BRANO CITATO -
==========
INTERVISTA AL FOTOREPORTER DI RASHIDEEN: “NON MI SENTO UN EROE, A VOLTE BISOGNA AIUTARE INVECE DI FARE FOTO”
LE SUE IMMAGINI MENTRE SOCCORRE I BAMBINI FERITI NELL’ATTENTATO HANNO FATTO IL GIRO DEL MONDO
“Si, ero disperato, piangevo senza sosta mentre provavo a salvare quel povero bambino e correvo il più veloce possibile verso l’ambulanza. Respirava a fatica. Mentre scappavo e piangevo sempre più forte, ho pensato al gas sarin che ha soffocato i poveri bambini di Khan Shaykun lo scorso 4 aprile. Quel giorno ho visto tanti piccoli morti, ma sono arrivato tardi e non ho potuto salvare nessuno. Stavolta invece una vita l’ho salvata, il destino ha voluto che io fossi lì”.
Abd Alkader Habak ha 23 anni, è un giornalista siriano e sabato scorso era anche lui nei pressi di Aleppo, per documentare l’arrivo di civili in fuga da Foua e Kefraya, due villaggi siriani circondati dai miliziani anti Assad.
Era un accordo mediato da Iran e Qatar: i cittadini (e combattenti) sciiti assediati nelle enclave sunnite in cambio di sunniti e ribelli intrappolati altrove.
==========
COMPITO A - Rinomini "emerald green" in "dark green" in tutte le righe di etichettatura delle posizioni, senza modificare nient'altro.
Il brano citato non ha alcun legame con le righe di etichettatura delle posizioni.

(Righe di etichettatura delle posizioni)
==========
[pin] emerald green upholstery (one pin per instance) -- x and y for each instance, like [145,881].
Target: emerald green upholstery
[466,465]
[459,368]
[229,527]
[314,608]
==========
COMPITO B - Prosegua il brano sul fotoreporter di Rashideen a partire dall'ultima frase riportata.

RISPOSTA A -
[pin] dark green upholstery (one pin per instance) -- x and y for each instance, like [145,881].
Target: dark green upholstery
[466,465]
[459,368]
[229,527]
[314,608]

RISPOSTA B -
Poi un’esplosione devastante ha squarciato l’ennesima esile tregua della Siria: un kamikaze su un’auto che apparentemente portava aiuti si è lanciata contro gli autobus di civili in attesa di arrivare ad Aleppo: 126 morti. Tra questi 68 bambini. Un’ecatombe.
Habak salva una vita e poi scoppia a piangere sul prato insanguinato, in una foto drammatica che fa il giro del mondo.
Habak risponde a Repubblica via WhatsApp: è sunnita e anche sui social network non fa mistero di essere un fermo oppositore di Assad.
Ma questo non le ha impedito di salvare un bambino forse sciita.
“Ne ho viste tante, troppe di tragedie simili negli ultimi sei anni, soprattutto ad Aleppo durante l’assedio delle forze governative: centinaia di bambini morti tra le braccia delle loro madri. Non potrò mai dimenticare quelle scene. Ogni tanto, quando mi siedo, l’unica cosa che riesco a fare è piangere”.
E davanti a una scena simile non ha potuto rimanere inerte.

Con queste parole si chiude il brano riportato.